#### Data records ####
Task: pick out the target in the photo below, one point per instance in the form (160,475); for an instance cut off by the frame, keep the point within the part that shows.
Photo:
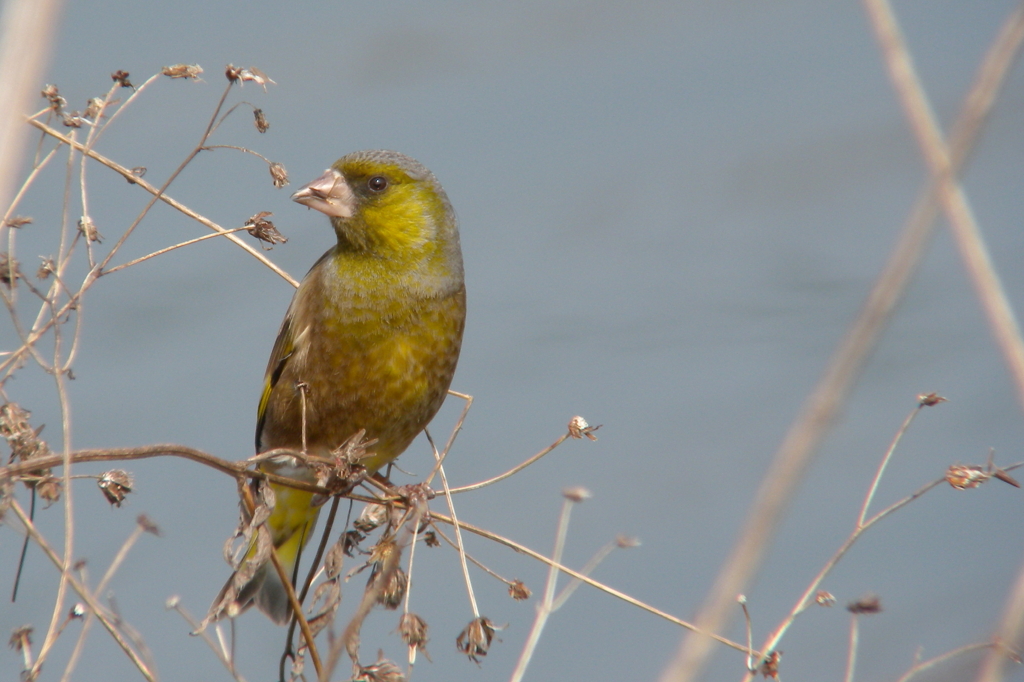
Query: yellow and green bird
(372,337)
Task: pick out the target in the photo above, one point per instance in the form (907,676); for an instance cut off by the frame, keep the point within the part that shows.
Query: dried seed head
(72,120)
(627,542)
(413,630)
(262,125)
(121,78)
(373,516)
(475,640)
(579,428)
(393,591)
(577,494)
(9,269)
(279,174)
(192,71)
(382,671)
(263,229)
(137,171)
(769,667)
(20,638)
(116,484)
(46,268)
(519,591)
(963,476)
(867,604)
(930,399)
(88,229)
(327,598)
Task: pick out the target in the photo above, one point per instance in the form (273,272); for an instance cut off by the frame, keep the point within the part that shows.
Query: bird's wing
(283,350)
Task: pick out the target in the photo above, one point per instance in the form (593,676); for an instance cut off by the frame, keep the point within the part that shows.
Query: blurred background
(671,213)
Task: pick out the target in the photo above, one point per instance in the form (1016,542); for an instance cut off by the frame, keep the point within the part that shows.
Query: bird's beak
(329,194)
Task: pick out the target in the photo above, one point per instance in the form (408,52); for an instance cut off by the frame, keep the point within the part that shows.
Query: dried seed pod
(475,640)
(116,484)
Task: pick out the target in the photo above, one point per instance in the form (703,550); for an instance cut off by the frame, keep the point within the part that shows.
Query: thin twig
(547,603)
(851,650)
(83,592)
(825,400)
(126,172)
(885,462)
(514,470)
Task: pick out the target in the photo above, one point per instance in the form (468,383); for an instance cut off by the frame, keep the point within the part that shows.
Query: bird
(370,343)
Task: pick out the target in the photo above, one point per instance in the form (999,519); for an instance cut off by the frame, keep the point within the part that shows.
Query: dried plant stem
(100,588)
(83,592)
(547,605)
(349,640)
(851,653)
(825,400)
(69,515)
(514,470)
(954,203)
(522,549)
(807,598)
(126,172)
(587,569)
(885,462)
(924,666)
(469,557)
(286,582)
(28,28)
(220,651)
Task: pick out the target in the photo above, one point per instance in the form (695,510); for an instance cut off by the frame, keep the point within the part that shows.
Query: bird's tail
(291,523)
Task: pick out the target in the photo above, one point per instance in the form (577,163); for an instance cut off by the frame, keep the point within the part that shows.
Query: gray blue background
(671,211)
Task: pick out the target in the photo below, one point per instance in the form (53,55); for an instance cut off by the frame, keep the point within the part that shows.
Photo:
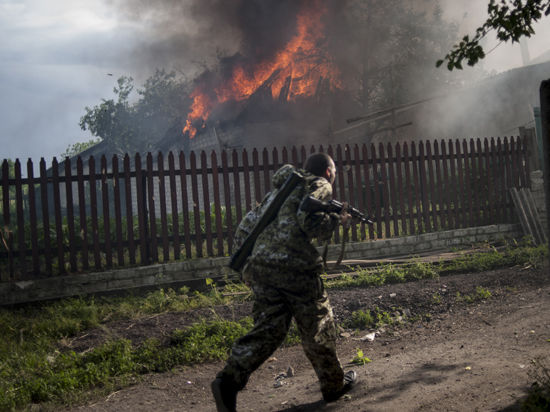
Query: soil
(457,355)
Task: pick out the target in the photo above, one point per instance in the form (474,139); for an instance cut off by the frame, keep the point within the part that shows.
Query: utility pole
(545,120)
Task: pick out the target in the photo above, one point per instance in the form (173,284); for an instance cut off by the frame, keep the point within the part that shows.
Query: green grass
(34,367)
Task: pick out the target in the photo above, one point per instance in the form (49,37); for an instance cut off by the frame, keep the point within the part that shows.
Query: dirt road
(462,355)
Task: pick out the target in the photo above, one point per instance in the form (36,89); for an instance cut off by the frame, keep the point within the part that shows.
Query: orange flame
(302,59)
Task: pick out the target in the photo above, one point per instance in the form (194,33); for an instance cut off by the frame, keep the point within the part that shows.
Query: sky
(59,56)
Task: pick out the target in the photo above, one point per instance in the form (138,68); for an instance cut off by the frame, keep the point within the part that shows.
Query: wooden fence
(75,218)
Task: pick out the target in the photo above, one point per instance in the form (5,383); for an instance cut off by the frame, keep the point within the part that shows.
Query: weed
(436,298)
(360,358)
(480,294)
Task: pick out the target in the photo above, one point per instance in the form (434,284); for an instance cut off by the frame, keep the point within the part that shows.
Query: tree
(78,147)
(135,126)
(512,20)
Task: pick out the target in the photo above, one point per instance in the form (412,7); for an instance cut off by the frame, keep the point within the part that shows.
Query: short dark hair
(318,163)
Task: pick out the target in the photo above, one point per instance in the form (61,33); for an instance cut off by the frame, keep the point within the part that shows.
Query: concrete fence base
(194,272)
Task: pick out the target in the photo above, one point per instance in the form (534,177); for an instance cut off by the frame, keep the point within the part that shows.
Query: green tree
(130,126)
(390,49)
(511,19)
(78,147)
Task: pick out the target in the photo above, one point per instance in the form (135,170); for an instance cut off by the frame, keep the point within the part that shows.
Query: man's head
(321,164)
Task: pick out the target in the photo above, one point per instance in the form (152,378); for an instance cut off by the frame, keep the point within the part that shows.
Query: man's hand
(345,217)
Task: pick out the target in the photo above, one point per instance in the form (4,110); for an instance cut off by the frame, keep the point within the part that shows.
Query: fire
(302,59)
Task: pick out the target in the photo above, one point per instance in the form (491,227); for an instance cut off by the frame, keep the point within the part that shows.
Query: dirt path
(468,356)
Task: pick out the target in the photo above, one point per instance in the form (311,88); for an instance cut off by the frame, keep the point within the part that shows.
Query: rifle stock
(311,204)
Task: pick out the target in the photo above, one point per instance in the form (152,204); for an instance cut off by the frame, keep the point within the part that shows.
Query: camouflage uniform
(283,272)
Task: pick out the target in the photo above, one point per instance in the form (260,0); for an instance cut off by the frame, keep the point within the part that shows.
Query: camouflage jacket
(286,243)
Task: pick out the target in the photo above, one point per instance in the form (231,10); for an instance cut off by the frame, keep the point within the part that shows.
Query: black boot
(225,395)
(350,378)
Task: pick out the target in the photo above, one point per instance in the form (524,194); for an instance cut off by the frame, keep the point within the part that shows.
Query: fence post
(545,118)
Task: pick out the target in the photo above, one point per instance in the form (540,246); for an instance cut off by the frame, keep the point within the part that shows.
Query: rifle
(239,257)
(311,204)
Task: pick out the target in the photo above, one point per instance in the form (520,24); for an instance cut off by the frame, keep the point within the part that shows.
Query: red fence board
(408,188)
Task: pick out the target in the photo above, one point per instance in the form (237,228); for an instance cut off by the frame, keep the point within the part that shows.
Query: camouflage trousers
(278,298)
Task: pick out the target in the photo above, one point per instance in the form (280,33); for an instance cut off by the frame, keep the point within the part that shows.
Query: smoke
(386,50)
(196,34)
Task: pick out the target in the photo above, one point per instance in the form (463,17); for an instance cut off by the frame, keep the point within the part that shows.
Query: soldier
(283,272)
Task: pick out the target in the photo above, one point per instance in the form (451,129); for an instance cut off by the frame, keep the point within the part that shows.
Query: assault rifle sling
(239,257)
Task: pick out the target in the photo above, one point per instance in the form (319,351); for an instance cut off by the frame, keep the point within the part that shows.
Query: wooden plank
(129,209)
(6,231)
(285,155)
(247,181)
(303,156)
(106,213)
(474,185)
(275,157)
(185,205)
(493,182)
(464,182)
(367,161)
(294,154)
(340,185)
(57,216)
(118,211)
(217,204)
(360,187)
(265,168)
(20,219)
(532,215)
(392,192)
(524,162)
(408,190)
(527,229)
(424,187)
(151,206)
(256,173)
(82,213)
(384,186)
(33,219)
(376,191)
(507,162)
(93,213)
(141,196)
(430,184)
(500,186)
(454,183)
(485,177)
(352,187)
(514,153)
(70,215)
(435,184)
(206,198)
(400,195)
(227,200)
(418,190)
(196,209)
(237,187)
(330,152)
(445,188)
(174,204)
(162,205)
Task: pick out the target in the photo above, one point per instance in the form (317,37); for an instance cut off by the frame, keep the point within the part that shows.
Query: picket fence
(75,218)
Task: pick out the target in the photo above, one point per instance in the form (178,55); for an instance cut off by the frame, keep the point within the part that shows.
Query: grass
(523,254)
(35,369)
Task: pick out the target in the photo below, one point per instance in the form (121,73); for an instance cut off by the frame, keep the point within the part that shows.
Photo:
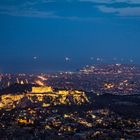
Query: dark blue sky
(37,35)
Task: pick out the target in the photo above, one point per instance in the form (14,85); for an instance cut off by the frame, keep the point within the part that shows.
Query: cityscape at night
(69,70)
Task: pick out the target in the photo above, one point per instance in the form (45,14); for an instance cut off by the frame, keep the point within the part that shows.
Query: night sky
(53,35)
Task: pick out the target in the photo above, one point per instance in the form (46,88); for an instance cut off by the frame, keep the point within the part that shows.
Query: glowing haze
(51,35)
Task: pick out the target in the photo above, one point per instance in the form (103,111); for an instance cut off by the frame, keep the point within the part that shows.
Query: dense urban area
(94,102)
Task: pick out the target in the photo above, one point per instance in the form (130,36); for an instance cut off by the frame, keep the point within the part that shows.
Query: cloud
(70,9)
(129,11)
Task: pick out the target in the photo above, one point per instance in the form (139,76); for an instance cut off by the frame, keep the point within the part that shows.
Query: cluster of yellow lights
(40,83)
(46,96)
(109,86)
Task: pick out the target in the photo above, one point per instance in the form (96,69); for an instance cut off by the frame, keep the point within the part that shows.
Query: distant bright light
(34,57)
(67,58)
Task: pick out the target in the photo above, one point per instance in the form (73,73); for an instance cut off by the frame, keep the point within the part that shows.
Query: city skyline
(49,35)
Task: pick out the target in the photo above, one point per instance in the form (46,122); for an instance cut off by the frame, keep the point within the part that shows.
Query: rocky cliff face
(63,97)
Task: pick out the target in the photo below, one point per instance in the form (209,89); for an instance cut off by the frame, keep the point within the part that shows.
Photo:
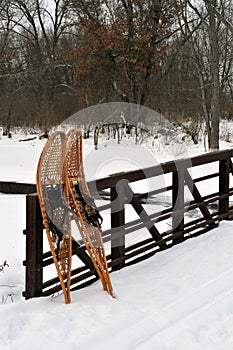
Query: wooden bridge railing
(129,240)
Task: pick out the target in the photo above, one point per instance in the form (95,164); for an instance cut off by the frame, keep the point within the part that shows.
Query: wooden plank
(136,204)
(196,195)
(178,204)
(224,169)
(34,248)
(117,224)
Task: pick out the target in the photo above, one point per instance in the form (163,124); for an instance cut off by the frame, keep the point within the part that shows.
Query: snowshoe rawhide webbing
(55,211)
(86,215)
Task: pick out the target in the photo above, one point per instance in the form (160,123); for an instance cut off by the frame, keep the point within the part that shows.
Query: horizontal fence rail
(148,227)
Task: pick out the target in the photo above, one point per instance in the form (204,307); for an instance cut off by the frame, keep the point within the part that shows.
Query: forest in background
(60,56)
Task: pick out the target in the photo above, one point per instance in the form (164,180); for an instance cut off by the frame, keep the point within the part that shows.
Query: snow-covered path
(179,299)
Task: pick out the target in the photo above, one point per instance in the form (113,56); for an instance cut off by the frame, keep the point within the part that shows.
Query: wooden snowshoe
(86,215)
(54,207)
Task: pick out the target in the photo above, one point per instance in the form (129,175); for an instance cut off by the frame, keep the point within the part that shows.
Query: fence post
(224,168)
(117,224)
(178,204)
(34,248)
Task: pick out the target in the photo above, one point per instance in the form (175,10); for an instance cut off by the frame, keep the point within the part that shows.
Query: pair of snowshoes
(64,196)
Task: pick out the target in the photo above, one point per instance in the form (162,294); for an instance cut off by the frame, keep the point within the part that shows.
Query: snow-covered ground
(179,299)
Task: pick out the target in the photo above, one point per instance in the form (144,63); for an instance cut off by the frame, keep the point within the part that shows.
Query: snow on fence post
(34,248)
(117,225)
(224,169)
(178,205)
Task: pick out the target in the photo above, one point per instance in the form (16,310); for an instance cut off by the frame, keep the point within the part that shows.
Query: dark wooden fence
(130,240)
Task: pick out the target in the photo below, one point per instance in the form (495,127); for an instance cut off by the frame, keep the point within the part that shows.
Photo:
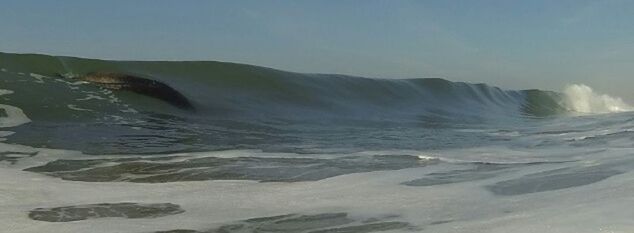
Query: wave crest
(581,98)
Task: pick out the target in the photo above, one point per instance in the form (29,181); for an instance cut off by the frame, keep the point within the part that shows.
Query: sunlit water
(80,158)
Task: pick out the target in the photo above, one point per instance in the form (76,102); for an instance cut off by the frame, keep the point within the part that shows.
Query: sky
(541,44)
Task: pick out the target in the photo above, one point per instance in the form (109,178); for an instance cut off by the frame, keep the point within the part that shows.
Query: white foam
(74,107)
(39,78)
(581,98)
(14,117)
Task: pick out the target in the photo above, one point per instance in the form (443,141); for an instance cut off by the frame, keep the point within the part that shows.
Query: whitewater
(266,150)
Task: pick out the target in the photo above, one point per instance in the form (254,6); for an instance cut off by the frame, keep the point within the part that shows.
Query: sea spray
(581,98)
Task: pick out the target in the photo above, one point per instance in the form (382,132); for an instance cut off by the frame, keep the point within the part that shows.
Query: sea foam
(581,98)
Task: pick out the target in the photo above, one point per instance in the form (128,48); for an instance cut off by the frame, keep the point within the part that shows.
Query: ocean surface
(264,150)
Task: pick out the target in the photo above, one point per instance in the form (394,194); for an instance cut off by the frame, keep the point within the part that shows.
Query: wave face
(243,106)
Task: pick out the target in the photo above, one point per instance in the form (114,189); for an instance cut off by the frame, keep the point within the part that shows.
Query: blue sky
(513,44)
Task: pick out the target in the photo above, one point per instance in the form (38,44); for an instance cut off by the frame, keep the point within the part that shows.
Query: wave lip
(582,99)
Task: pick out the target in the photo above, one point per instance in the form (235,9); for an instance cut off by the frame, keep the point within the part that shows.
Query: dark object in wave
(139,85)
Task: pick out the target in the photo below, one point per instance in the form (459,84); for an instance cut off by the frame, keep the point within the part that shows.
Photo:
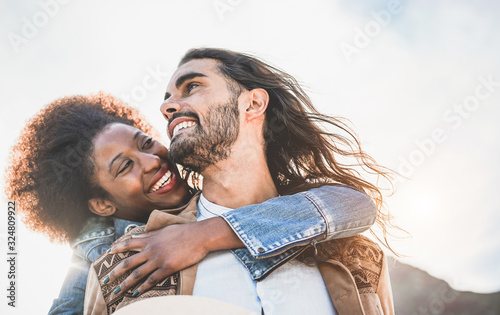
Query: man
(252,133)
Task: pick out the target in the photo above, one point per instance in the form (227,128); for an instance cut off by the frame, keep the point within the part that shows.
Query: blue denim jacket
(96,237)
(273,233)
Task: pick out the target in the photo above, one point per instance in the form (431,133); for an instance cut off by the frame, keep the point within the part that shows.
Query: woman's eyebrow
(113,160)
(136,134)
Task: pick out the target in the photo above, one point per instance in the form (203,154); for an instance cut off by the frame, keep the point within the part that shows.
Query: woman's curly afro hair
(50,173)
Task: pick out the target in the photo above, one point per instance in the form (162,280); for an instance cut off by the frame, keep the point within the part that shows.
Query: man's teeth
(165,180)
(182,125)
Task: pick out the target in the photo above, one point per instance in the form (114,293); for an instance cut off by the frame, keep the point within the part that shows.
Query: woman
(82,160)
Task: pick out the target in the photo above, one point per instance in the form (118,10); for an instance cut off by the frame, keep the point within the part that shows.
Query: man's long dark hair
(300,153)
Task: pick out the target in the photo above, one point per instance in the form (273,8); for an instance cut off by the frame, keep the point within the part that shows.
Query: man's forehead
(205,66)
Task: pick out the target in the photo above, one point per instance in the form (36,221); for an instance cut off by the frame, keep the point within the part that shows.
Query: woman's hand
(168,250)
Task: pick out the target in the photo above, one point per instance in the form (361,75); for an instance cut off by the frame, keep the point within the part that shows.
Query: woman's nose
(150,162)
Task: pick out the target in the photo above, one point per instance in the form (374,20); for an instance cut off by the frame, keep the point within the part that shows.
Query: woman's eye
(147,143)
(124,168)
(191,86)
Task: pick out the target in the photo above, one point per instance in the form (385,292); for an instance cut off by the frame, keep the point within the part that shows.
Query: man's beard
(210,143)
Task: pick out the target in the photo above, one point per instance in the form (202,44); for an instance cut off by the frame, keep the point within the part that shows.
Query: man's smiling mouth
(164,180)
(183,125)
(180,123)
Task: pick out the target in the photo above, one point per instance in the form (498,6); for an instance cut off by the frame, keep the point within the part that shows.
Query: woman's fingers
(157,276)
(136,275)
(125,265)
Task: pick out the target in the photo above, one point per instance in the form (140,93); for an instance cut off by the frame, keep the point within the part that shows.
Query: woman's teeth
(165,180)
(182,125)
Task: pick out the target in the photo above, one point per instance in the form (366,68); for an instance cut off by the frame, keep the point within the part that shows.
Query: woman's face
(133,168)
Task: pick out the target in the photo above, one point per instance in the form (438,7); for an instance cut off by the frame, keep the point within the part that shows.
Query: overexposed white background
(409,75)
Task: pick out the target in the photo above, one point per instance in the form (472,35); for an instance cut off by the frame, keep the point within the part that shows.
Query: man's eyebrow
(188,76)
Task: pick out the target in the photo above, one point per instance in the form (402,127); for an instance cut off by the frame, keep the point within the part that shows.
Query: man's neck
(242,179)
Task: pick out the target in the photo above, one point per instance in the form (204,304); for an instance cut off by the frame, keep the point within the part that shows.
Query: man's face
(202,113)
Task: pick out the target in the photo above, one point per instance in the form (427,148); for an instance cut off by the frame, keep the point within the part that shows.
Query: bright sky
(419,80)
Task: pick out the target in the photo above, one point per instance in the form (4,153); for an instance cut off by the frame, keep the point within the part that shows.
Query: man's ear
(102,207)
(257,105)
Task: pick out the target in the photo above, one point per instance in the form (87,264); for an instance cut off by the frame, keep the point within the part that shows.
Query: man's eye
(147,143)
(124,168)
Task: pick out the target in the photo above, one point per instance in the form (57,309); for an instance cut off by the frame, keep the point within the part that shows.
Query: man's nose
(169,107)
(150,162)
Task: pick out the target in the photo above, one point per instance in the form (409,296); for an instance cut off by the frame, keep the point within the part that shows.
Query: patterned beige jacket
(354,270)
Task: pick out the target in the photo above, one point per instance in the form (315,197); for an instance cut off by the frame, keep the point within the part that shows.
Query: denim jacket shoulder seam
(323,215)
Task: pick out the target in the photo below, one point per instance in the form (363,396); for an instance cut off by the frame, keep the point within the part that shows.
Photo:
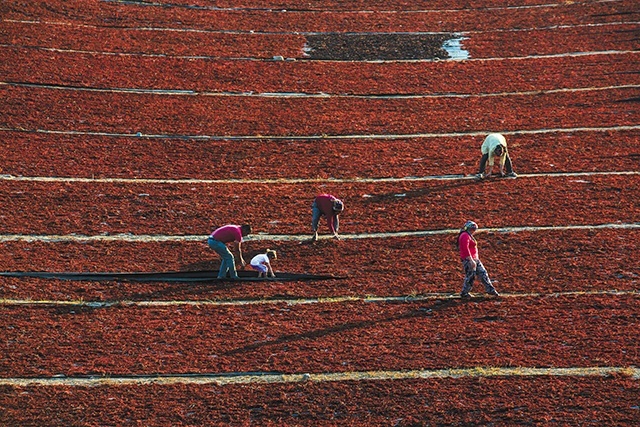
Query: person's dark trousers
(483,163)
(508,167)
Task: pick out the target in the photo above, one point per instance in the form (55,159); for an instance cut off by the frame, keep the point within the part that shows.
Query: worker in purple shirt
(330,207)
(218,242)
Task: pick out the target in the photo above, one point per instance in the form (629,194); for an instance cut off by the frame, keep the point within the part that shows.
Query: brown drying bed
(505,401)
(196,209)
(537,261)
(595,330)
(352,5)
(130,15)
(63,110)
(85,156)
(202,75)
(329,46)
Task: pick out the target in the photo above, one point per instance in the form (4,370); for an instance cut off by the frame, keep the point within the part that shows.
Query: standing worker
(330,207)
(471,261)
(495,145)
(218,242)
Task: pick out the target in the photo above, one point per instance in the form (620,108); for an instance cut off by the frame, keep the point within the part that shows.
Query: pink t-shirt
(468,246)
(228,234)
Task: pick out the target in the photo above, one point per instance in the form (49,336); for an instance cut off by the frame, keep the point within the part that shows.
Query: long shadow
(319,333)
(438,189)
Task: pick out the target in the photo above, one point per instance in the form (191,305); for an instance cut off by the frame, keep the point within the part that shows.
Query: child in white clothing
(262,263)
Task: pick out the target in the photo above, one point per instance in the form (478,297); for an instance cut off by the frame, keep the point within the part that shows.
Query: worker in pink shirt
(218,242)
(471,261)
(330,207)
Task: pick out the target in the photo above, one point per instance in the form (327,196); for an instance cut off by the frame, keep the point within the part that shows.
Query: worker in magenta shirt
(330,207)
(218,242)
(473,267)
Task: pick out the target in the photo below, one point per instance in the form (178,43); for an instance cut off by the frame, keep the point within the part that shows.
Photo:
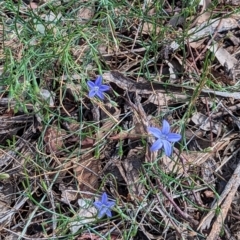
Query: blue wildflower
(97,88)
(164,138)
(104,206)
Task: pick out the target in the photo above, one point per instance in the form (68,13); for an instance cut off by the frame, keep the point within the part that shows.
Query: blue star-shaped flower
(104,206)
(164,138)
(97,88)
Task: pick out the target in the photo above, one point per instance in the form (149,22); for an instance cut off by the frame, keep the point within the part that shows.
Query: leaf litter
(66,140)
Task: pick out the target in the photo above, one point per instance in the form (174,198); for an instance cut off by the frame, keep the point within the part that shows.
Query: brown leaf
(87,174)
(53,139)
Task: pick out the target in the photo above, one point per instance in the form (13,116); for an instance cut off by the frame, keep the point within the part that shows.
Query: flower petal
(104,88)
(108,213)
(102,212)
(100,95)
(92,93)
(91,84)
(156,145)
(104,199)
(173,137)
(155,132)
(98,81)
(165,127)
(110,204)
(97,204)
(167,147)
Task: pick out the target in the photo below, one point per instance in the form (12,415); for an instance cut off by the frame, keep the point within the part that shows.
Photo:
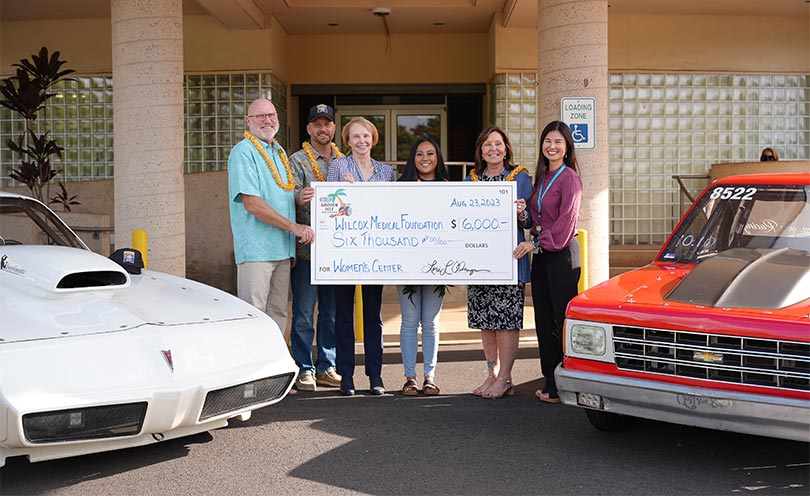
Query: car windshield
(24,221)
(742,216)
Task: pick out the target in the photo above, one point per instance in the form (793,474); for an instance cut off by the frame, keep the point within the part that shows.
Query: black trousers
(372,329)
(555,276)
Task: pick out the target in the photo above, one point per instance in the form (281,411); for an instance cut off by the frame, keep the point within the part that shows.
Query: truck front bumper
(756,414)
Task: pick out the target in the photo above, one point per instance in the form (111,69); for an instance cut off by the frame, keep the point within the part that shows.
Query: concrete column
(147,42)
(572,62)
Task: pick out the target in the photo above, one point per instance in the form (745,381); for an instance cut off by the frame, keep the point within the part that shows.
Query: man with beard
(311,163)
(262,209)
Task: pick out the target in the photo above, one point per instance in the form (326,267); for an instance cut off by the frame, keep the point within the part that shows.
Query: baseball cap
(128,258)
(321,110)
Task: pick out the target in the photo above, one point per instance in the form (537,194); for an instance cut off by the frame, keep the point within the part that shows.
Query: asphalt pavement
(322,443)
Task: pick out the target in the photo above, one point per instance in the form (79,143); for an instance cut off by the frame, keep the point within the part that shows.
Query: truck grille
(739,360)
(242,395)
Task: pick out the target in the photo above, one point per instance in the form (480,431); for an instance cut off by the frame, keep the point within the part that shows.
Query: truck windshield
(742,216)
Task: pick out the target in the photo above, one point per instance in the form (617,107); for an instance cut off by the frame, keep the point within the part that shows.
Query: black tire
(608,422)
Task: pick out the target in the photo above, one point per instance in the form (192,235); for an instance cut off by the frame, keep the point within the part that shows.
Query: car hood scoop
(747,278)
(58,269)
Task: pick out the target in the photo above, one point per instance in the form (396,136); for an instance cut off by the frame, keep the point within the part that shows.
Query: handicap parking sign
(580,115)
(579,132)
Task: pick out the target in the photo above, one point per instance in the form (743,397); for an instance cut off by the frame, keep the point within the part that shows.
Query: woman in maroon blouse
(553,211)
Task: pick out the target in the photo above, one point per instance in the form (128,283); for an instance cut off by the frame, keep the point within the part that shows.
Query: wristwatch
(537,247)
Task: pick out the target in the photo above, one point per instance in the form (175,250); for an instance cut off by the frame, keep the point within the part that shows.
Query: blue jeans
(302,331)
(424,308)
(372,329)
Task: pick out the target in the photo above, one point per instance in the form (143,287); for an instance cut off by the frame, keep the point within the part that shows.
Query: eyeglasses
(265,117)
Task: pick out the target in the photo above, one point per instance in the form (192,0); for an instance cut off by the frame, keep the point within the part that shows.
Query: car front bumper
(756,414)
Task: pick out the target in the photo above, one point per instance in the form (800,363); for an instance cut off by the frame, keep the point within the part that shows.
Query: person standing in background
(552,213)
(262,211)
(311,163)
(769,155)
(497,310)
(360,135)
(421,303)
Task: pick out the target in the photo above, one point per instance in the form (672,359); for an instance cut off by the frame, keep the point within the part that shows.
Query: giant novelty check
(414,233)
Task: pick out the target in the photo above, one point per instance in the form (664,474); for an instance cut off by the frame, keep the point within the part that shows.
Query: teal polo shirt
####
_Task goal_. From the line containing "the form (192,0);" through the closing line of the material above, return every line exactly and omit all others.

_Finished answer_.
Task: pick out the target in the photo above, one point per instance in the form (192,0); for an instance cut off by the frame, keep the point within the part that shows.
Query: car front bumper
(756,414)
Task: pick out the target in the photo above, one point per instance in the form (800,363); for an instance cut off by the frame, keep the point within the part that shows.
Query: person standing in background
(552,213)
(262,211)
(311,163)
(769,155)
(497,310)
(360,135)
(421,303)
Task: pick out the target in the photo above, one point per instance in the form (672,359); for an instance cut off by the frame, keep the point within the part that shows.
Query: giant novelty check
(414,233)
Task: pick out the target in the photo above, one point per instance in the form (664,474); for an instance cut off by the frame, keep the point within the part that shows.
Query: teal polo shirt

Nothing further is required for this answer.